■ Treść zadania
Zapisz wszystkie wiersze poniższych rekordów jako listę numerowaną, pomijając puste linie. Obrazów nie uwzględniaj w odpowiedzi.

>>>

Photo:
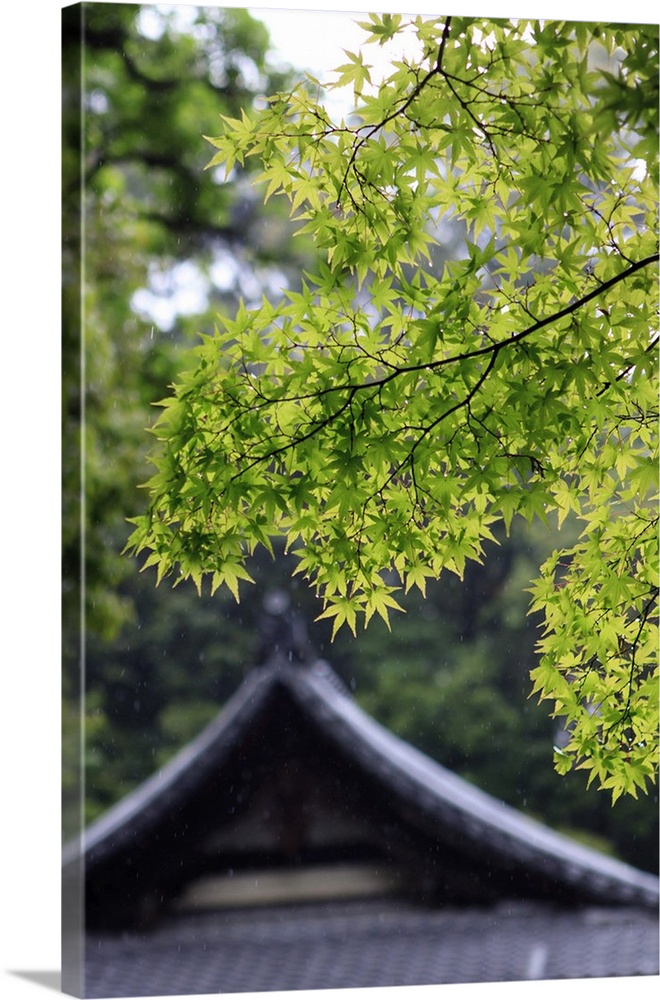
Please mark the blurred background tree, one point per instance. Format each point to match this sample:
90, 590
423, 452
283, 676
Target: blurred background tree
164, 244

<<<

■ Pełna odpowiedź
1. Photo:
2. Please mark the blurred background tree, one point per instance. Format each point to match this sample:
3. 90, 590
4. 423, 452
5. 283, 676
6. Target: blurred background tree
7. 164, 244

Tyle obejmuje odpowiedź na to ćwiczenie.